**WORK TO BE COMPLETED**
Begin at the top of the entries below and write out every line through the one containing "TARGET = carpeted floor", excluding pictures.

Natural-language object grounding data
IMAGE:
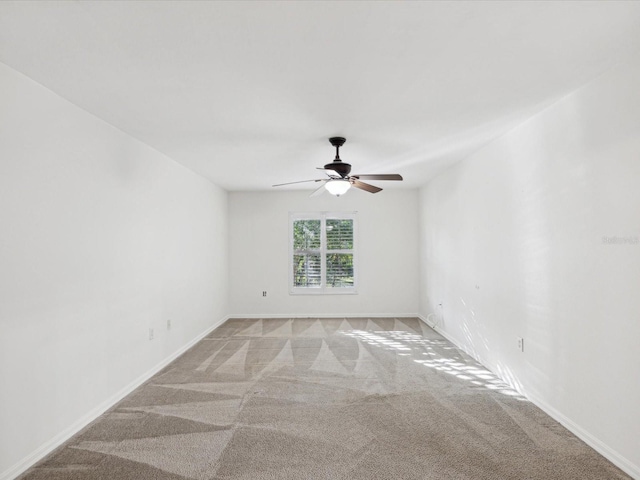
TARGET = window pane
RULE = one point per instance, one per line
(339, 234)
(339, 270)
(306, 234)
(306, 270)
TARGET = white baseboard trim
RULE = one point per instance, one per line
(603, 449)
(324, 315)
(49, 446)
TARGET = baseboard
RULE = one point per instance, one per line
(325, 315)
(49, 446)
(603, 449)
(614, 457)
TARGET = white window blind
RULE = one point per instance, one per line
(322, 255)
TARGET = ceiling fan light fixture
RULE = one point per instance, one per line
(337, 187)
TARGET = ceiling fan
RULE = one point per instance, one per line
(338, 180)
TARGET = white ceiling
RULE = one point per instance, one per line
(247, 93)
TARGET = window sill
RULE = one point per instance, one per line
(323, 291)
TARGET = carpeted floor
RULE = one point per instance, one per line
(324, 399)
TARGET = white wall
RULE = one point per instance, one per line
(512, 244)
(387, 253)
(101, 239)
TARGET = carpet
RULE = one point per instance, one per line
(354, 398)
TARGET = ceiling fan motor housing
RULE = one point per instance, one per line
(341, 168)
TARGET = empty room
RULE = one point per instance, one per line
(319, 240)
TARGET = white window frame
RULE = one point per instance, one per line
(323, 217)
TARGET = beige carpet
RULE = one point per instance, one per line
(324, 399)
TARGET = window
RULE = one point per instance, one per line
(322, 253)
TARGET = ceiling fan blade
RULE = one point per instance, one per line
(387, 176)
(302, 181)
(319, 191)
(365, 186)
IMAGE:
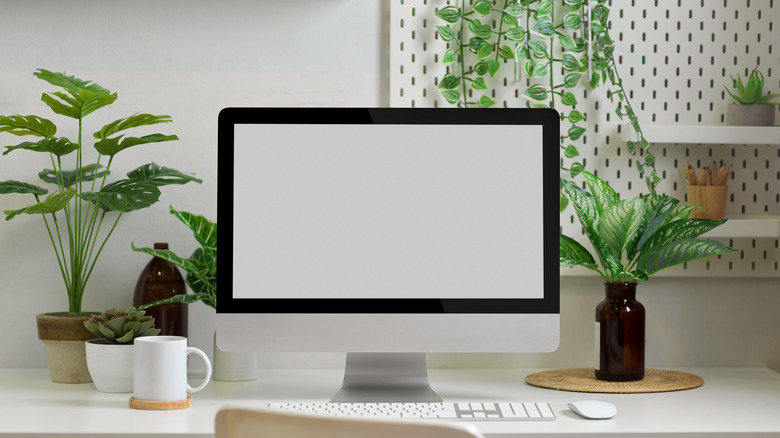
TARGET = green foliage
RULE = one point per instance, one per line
(121, 326)
(74, 212)
(542, 38)
(201, 266)
(751, 91)
(635, 238)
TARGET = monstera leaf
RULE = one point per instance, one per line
(124, 195)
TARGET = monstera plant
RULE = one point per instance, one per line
(83, 208)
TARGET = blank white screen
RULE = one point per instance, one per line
(387, 211)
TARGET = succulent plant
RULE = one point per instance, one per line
(121, 326)
(752, 91)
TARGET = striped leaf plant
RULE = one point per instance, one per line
(633, 239)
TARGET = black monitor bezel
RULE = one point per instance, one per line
(547, 118)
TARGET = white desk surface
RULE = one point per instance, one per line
(733, 402)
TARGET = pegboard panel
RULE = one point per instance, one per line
(674, 58)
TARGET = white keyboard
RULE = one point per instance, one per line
(445, 411)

**WRITTEN REPLY**
IMAGE:
TARGET = window pane
RULE = one point per instance, one per line
(339, 234)
(339, 270)
(306, 234)
(306, 270)
TARGET = white baseboard trim
RULE = one point per instance, one per line
(603, 449)
(324, 315)
(49, 446)
TARGET = baseboard
RULE = one point per instance, one per line
(325, 315)
(49, 446)
(603, 449)
(614, 457)
TARGET = white window blind
RULE = one point per instance, one per line
(322, 255)
TARGET = ceiling fan light fixture
RULE = one point per instance, one per line
(337, 187)
TARGET = ceiling fan
RULE = one point per instance, one per line
(338, 180)
TARGET = white ceiling
RULE = one point per instance, one per line
(247, 93)
TARGET = window sill
RULE = one point per instance, one per line
(323, 291)
TARGET = carpeted floor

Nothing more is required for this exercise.